The data =
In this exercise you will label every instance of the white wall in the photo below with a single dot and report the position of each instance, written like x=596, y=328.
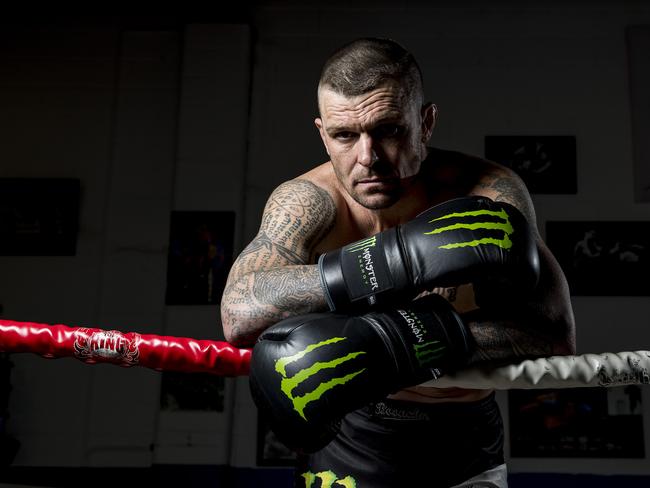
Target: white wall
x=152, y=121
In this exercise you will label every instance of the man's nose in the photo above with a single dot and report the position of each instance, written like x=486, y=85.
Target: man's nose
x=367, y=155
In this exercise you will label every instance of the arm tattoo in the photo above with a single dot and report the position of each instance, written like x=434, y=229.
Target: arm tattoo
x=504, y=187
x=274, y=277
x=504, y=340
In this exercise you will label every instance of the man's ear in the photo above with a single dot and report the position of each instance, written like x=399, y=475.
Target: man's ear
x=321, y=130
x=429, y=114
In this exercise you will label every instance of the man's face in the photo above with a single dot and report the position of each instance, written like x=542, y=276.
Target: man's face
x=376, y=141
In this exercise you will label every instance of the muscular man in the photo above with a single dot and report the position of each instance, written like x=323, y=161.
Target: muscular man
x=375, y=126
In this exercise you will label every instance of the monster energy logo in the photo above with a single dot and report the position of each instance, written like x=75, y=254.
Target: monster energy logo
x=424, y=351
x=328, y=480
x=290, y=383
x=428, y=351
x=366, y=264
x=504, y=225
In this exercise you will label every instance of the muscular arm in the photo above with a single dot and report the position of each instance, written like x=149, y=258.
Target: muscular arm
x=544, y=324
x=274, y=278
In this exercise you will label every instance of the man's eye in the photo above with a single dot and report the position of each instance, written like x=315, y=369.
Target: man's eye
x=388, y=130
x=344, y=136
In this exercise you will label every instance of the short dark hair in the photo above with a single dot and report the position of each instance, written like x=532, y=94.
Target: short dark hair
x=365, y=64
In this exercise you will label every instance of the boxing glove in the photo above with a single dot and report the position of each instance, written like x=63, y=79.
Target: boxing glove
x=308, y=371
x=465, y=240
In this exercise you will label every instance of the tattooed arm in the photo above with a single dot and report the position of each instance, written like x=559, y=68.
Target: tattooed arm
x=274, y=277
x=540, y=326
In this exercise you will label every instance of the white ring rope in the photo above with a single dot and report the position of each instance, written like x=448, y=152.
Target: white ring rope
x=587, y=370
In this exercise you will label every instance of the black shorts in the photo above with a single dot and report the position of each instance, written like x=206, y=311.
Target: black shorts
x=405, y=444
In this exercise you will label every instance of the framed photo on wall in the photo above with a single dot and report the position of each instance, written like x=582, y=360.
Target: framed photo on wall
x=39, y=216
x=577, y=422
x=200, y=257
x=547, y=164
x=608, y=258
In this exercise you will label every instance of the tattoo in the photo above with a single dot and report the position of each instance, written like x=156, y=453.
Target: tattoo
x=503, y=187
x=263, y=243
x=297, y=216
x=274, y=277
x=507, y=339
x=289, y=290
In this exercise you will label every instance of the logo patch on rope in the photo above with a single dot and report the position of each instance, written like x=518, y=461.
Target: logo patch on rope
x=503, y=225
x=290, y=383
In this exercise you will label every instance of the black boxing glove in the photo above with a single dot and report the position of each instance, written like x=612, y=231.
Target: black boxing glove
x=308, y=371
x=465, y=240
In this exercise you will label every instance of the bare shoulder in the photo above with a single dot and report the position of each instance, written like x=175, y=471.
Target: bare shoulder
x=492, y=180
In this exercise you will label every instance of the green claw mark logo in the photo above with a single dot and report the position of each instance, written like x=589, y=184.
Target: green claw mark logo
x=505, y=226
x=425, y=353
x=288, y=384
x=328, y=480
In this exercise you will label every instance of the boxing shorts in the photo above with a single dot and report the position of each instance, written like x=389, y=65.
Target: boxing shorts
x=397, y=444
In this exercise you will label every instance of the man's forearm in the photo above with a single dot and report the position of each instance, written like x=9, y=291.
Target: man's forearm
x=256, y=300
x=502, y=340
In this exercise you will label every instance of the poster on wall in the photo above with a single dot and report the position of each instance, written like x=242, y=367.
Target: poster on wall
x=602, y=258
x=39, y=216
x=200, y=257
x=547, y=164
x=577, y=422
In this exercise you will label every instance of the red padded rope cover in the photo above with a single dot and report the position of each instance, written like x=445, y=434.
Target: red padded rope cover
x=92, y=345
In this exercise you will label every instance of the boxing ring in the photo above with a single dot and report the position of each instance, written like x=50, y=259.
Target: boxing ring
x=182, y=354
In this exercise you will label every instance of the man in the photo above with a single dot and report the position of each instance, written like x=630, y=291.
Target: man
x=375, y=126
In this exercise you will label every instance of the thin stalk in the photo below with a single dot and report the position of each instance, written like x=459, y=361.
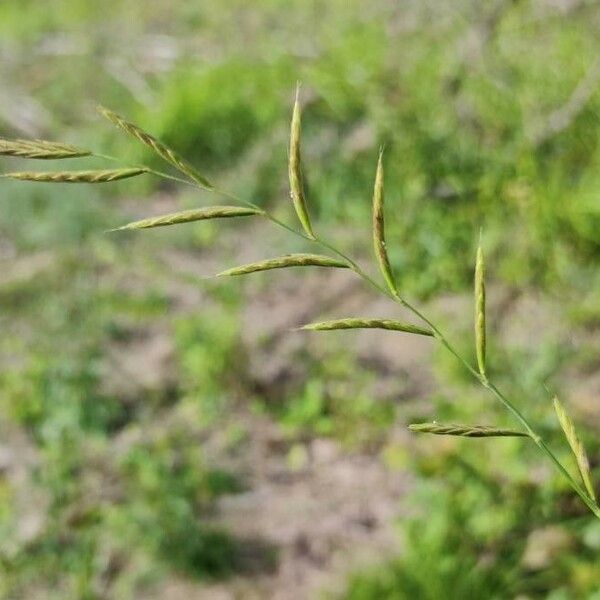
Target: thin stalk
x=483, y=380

Task objective = Arrange every line of the entries above as a Markdown table with two columns, Row for the row number and Line for the text of that line, skipping any blank lines. Leave the pictures out of the table.

Solution to this problem =
| Row | Line |
|---|---|
| 1 | In this exercise you will label every instance of the white wall in the photo below with a single dot and report the position of each instance, written like x=596, y=328. |
| 2 | Target: white wall |
| 3 | x=152, y=121 |
| 4 | In this exercise you will label every instance of the man's nose in the photo above with a single dot and report the position of each instance, written like x=486, y=85. |
| 5 | Target: man's nose |
| 6 | x=367, y=155 |
| 7 | In this exercise you will label every instance of the arm tattoo in the photo above with a single dot and report the position of each instance, written like x=434, y=229. |
| 8 | Target: arm tattoo |
| 9 | x=504, y=187 |
| 10 | x=274, y=277 |
| 11 | x=504, y=340 |
| 12 | In this exercise you will label every instance of the man's ear in the photo above with a single dot and report the position of each instance, written like x=399, y=475. |
| 13 | Target: man's ear |
| 14 | x=321, y=130 |
| 15 | x=429, y=114 |
| 16 | In this exercise you will label every instance of the man's face in the photo above with a single dot and report the position of each instance, written like x=542, y=276. |
| 17 | Target: man's face |
| 18 | x=376, y=141 |
| 19 | In this exercise you will label every instance of the muscular man in the photo above with a single dot and report the position of each instance, written like x=323, y=161. |
| 20 | Target: muscular man |
| 21 | x=375, y=126 |
| 22 | In this exercise you will label every instance of the monster energy logo in the photo above with a single dot and report the position of each instance, written like x=75, y=254. |
| 23 | Target: monster energy logo |
| 24 | x=424, y=351 |
| 25 | x=328, y=480 |
| 26 | x=290, y=383 |
| 27 | x=428, y=351 |
| 28 | x=366, y=264 |
| 29 | x=504, y=225 |
| 30 | In this exercise you will label every instance of the muscular arm in the photo above with a single dot and report the position of each instance, written like x=149, y=258. |
| 31 | Target: muscular arm |
| 32 | x=544, y=324 |
| 33 | x=274, y=278 |
| 34 | In this exercise you will label every instance of the man's eye in the photo above with a single dot and report the position of each instance, written like x=315, y=369. |
| 35 | Target: man's eye |
| 36 | x=388, y=130 |
| 37 | x=344, y=136 |
| 38 | In this exercise you will label every instance of the short dark hair in the photo above with a single dot and report the position of each instance, written like x=532, y=94. |
| 39 | Target: short dark hair |
| 40 | x=365, y=64 |
| 41 | In this exercise you will label every instance of the boxing glove in the photo above with a single dot and report the position of each instance, written like x=63, y=79. |
| 42 | Target: boxing glove |
| 43 | x=308, y=371 |
| 44 | x=465, y=240 |
| 45 | In this exercise you will label every instance of the tattooed arm in the photo above with a single dot and report the position of each instance, written like x=559, y=68. |
| 46 | Target: tattooed arm |
| 47 | x=274, y=277 |
| 48 | x=540, y=326 |
| 49 | In this exercise you will label every instance of the white ring rope in the photo above with a single dot and report the position of each instance, written like x=448, y=152. |
| 50 | Target: white ring rope |
| 51 | x=587, y=370 |
| 52 | In this exercise you will label every instance of the black shorts in the photo above with a single dot and report the position of each instance, written like x=206, y=311. |
| 53 | Target: black shorts |
| 54 | x=405, y=444 |
| 55 | In this exercise you will label every instance of the framed photo on wall in the photo above with a single dot and report the position of each instance, written like x=582, y=360. |
| 56 | Target: framed photo on wall |
| 57 | x=39, y=216 |
| 58 | x=577, y=422 |
| 59 | x=200, y=257 |
| 60 | x=547, y=164 |
| 61 | x=608, y=258 |
| 62 | In this exercise you will label every instance of the tattoo in the photo above with a single dot and report the position of each instance, written like x=156, y=453. |
| 63 | Target: tattoo |
| 64 | x=503, y=187 |
| 65 | x=263, y=243 |
| 66 | x=297, y=216 |
| 67 | x=274, y=277 |
| 68 | x=507, y=339 |
| 69 | x=289, y=290 |
| 70 | In this exercise you will label every instance of the logo patch on rope in the photo above with a single dot and report the position of each instance, written like x=518, y=461. |
| 71 | Target: logo patch on rope |
| 72 | x=503, y=225 |
| 73 | x=290, y=383 |
| 74 | In this exercise you will label every instance of the black boxing glove in the photo above with a single dot and report the position of each instance, written like x=612, y=231. |
| 75 | Target: black boxing glove |
| 76 | x=308, y=371 |
| 77 | x=465, y=240 |
| 78 | In this exercise you will label every instance of the bare shoulder in the photo above with a single dot and report the position of each instance, written like x=175, y=471. |
| 79 | Target: bare shoulder |
| 80 | x=492, y=180 |
| 81 | In this exercise you will label every instance of the green claw mark logo in the photo above with a single dot and report the position of each instance, written like x=589, y=184. |
| 82 | Target: green claw mark logo |
| 83 | x=505, y=226 |
| 84 | x=425, y=353 |
| 85 | x=288, y=384 |
| 86 | x=328, y=480 |
| 87 | In this exercise you will label every instance of the boxing shorts in the photo above with a single dot and report the position of each instance, written like x=389, y=65. |
| 88 | Target: boxing shorts |
| 89 | x=397, y=444 |
| 90 | In this exercise you will label every instance of the man's forearm in the photo above with a single dot and report the position of each instance, written like x=9, y=291. |
| 91 | Target: man's forearm |
| 92 | x=256, y=300 |
| 93 | x=502, y=340 |
| 94 | In this exercise you will label every instance of the poster on wall in the photo above with a single dot and report the position of each instance, written like x=242, y=367. |
| 95 | Target: poster on wall |
| 96 | x=602, y=258 |
| 97 | x=39, y=216 |
| 98 | x=200, y=257 |
| 99 | x=547, y=164 |
| 100 | x=577, y=422 |
| 101 | In this exercise you will label every instance of the red padded rope cover in the photo above with a single dot and report the position of each instance, written like x=445, y=434. |
| 102 | Target: red padded rope cover |
| 103 | x=92, y=345 |
| 104 | In this exercise you will label every instance of the boxing ring in the photo above with a single dot and report the position of each instance, written like x=50, y=259. |
| 105 | Target: boxing ring |
| 106 | x=182, y=354 |
| 107 | In this exercise you will label every instance of the man in the photo above with a single dot and report the position of each instance, written like x=630, y=291. |
| 108 | Target: man |
| 109 | x=375, y=126 |
| 110 | In this exercise you will label every instance of the thin stalk in the photo below with a single dot and report the position of each instance, written like x=459, y=361. |
| 111 | Target: thin stalk |
| 112 | x=483, y=380 |